Passage shown =>
Integrated Pest Management
What is integrated pest management (IPM)?
Integrated pest management, or “IPM,”is a process you can use to solve pest problems while minimizing risks to people and the environment. IPM can be used to manage all kinds of pests anywhere-in urban, agricultural, and wild land or natural areas.
How does IPM work?
IPM focuses on long-term prevention of pests or their damage by managing the ecosystem. With IPM, you take actions to keep pests from becoming a problem, such as by growing a healthy crop that can withstand pest attacks, using disease-resistant plants, or caulking cracks to keep insects or rodents from entering a building.
Rather than simply eliminating the pests you see right now, using IPM means you’ll look at the environment factors that affect the pest and its ability to thrive. Armed with this information, you can create conditions that are unfavorable for the pest.
In IPM, monitoring and correct pest identification help you decide whether management is needed. Monitoring means checking your field, landscape, forest, or building – or other site – to identify which pests are present, how many there are, or what damage they’ve caused. Correctly identifying the pest is key to knowing whether a pest is likely to become a problem and determining the best management strategy.

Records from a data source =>
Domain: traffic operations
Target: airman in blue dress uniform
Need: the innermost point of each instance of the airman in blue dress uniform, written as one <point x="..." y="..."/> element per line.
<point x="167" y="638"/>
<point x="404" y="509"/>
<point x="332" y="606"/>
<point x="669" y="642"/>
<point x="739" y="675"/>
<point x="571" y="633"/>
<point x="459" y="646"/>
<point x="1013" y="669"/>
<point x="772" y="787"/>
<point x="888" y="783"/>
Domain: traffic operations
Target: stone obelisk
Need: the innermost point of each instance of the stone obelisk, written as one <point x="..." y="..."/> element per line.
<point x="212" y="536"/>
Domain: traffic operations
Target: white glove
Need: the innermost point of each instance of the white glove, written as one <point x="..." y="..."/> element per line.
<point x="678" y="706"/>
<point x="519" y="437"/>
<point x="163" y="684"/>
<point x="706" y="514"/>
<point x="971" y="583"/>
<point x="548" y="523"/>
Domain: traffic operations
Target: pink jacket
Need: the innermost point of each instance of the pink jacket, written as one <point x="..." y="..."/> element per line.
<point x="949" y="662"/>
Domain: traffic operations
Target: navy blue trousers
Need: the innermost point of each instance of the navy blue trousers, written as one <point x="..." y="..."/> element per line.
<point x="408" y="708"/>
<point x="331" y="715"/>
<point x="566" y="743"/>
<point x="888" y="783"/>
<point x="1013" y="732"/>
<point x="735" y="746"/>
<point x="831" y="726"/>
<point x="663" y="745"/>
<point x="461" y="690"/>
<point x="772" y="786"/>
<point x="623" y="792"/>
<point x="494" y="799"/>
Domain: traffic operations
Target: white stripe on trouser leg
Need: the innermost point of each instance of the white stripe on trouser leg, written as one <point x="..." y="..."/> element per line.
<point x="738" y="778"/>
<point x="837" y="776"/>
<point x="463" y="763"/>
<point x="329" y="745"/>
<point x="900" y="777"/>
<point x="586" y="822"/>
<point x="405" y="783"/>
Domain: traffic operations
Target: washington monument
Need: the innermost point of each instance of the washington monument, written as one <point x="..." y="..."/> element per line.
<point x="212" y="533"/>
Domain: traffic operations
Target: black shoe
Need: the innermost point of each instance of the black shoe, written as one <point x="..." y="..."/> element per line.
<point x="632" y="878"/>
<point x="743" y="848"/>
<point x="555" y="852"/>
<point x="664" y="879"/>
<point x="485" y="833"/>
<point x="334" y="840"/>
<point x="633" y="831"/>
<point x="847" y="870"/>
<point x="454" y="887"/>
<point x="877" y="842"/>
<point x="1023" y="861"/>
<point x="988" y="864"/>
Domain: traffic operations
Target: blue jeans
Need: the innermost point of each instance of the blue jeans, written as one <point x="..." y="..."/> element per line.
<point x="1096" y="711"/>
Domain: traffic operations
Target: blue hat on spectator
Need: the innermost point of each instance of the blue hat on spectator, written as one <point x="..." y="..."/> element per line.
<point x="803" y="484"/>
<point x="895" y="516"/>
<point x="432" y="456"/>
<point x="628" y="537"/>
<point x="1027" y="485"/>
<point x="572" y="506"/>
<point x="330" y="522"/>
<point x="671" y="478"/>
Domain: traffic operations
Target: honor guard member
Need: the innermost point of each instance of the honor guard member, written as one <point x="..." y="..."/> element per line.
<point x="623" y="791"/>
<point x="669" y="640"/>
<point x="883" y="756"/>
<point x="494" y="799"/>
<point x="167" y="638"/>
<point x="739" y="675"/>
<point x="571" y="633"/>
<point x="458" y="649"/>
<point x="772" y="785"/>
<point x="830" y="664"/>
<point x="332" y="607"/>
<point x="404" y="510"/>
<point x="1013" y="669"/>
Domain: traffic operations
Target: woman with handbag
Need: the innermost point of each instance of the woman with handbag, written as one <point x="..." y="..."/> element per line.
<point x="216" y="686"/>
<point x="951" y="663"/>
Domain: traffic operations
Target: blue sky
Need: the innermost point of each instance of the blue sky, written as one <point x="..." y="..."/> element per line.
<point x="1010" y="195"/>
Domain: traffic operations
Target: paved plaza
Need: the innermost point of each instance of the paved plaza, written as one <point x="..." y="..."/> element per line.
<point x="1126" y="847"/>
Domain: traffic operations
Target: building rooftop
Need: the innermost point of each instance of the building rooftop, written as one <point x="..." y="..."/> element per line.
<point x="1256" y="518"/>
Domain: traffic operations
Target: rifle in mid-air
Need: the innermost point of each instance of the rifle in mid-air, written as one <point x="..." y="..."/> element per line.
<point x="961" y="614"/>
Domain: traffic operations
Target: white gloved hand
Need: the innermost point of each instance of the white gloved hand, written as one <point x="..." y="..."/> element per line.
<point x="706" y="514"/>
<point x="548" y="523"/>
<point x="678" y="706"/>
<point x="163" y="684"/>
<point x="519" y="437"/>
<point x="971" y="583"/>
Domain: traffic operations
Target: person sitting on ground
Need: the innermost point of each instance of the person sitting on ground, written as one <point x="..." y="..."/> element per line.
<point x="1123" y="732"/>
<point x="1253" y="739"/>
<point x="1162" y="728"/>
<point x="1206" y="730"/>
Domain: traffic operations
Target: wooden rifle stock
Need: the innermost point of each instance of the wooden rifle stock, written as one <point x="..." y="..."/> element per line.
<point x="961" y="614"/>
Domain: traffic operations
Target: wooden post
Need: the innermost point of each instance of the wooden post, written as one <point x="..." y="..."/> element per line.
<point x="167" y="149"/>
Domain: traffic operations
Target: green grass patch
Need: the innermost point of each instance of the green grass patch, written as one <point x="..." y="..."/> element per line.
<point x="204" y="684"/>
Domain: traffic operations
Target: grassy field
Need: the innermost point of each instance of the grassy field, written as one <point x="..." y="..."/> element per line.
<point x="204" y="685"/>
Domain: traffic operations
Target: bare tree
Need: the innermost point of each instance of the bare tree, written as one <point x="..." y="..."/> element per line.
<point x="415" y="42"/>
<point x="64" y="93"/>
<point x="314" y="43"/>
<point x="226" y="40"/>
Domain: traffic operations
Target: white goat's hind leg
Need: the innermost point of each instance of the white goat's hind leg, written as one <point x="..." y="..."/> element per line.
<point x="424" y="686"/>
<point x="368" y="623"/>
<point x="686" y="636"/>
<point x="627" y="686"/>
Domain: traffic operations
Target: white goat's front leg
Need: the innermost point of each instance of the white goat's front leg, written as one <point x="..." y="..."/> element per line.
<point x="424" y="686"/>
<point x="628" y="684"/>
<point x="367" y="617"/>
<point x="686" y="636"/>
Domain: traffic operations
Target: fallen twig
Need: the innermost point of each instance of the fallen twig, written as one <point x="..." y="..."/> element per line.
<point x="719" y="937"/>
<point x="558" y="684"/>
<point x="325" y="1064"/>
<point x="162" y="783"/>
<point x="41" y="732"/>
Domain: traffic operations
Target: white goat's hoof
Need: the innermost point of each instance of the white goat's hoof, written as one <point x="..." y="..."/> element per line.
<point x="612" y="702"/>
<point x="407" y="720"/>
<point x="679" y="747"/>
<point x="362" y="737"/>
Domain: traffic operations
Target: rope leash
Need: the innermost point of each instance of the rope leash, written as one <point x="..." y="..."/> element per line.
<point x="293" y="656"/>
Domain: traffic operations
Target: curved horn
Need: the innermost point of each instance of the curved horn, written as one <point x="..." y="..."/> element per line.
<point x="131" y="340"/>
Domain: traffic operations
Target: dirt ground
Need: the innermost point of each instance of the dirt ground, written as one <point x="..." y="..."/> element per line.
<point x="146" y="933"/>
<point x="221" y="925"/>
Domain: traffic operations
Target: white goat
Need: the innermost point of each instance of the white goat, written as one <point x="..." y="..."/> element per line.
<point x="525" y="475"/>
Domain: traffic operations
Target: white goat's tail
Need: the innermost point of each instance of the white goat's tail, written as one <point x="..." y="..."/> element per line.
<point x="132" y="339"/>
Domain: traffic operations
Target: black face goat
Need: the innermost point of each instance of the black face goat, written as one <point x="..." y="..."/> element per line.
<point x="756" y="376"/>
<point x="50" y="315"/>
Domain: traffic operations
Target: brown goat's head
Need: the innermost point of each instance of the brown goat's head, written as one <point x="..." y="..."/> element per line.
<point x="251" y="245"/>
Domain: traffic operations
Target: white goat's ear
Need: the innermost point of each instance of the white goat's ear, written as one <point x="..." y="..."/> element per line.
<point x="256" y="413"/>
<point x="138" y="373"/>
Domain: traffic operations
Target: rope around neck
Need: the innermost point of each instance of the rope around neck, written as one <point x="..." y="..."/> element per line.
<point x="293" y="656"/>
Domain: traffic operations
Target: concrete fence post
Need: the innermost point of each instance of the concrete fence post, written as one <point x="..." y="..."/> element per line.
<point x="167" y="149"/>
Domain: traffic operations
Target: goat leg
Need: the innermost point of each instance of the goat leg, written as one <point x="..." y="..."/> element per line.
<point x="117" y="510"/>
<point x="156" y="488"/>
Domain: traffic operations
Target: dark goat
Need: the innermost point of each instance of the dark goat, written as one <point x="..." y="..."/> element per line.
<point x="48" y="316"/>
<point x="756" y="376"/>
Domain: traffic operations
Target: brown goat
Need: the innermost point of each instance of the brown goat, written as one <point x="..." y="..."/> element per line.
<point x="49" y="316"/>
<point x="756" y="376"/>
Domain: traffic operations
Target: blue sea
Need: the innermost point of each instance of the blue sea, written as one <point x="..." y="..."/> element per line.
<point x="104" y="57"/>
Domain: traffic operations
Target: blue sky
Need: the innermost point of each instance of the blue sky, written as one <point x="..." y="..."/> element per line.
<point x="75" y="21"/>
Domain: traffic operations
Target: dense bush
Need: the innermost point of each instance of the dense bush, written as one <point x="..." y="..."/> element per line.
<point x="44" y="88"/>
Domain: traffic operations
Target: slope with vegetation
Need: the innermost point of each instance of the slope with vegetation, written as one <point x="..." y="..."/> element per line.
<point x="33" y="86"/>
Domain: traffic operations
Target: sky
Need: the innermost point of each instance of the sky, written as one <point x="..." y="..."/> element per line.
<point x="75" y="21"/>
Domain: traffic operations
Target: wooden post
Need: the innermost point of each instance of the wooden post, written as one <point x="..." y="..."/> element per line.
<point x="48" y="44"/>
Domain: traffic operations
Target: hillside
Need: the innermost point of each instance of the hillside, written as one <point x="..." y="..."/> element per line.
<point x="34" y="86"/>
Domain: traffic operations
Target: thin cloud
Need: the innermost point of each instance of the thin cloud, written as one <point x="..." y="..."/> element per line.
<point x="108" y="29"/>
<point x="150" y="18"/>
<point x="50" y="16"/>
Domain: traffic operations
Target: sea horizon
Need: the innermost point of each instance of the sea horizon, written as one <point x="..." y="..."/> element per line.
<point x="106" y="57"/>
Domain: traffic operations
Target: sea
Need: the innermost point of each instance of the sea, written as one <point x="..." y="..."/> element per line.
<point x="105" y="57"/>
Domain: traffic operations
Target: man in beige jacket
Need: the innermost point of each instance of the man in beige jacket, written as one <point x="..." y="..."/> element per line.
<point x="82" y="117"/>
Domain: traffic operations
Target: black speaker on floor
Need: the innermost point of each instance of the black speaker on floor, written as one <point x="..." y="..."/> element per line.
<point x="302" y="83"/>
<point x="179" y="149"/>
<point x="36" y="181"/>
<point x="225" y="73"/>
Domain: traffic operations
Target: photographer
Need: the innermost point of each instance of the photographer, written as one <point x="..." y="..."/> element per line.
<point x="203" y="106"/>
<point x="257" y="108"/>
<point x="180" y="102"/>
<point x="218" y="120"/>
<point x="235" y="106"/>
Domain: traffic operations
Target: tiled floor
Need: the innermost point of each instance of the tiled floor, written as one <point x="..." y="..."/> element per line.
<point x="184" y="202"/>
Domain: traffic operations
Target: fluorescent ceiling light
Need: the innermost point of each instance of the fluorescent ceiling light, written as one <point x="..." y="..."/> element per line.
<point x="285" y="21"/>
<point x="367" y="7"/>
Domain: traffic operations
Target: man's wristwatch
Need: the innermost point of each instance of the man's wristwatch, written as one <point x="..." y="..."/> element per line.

What this exercise asks =>
1) Using the integrated pest management text, explain in one to three sentences why correct pest identification matters in IPM.
2) Answer these questions from the integrated pest management text:
(a) In what kinds of areas can IPM be used?
(b) What does IPM focus on, and by what means?
(c) What does monitoring mean in IPM?
3) Proceed with the integrated pest management text from the point where it stops.

Task results =>
1) Correctly identifying the pest is key to knowing whether that pest is likely to become a problem. It also helps determine the best management strategy.

2)
(a) Urban, agricultural, and wild land or natural areas.
(b) Long-term prevention of pests or their damage, by managing the ecosystem.
(c) Checking a field, landscape, forest, building, or other site to identify which pests are present, how many there are, or what damage they've caused.

3)
After monitoring and considering information about the pest, its biology, and environmental factors, you can decide whether the pest can be tolerated or whether it is a problem that warrants control. If control is needed, this information also helps you select the most effective management methods and the best time to use them.
IPM programs combine management approaches for greater effectiveness. The most effective, long-term way to manage pests is by using a combination of methods that work better together than separately. Approaches for managing pests are often grouped in the following categories.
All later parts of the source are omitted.